= Exercise =
Can you rewrite every line of the records below as a Markdown table with the columns "Row" and "Line," numbering each row and leaving out blank lines and the pictures?

####

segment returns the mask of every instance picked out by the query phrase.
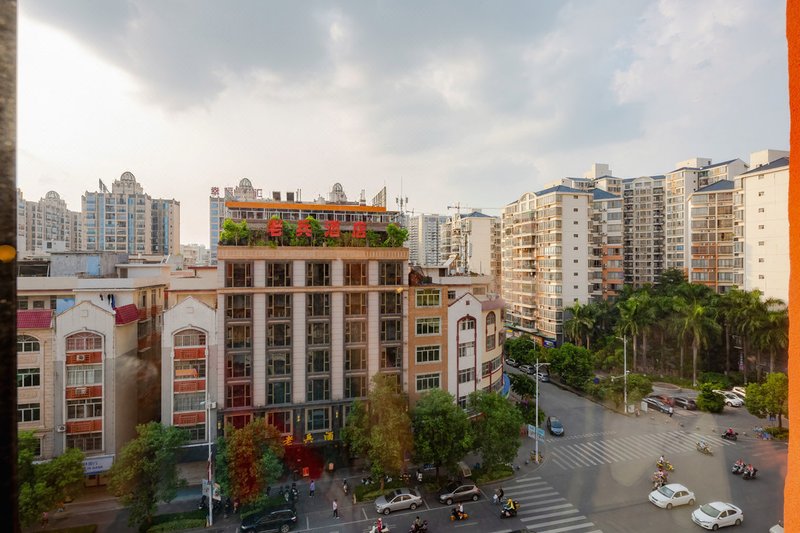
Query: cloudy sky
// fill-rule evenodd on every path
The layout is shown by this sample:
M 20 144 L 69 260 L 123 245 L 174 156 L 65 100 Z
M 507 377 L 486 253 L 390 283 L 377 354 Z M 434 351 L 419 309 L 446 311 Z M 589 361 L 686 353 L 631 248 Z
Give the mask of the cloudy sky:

####

= Solved exercise =
| Row | Line |
|---|---|
| 1 | segment returns the mask of every instance picked out by the query phrase. |
| 2 | Query: cloudy sky |
| 3 | // fill-rule evenodd on every path |
| 4 | The layout is shown by this sample: |
| 5 | M 20 144 L 69 260 L 123 245 L 174 156 L 65 100 Z |
| 6 | M 507 377 L 486 253 L 390 283 L 377 354 Z M 434 351 L 419 309 L 446 311 Z M 589 361 L 686 353 L 631 248 Z |
| 7 | Give the mask of the cloudy sky: |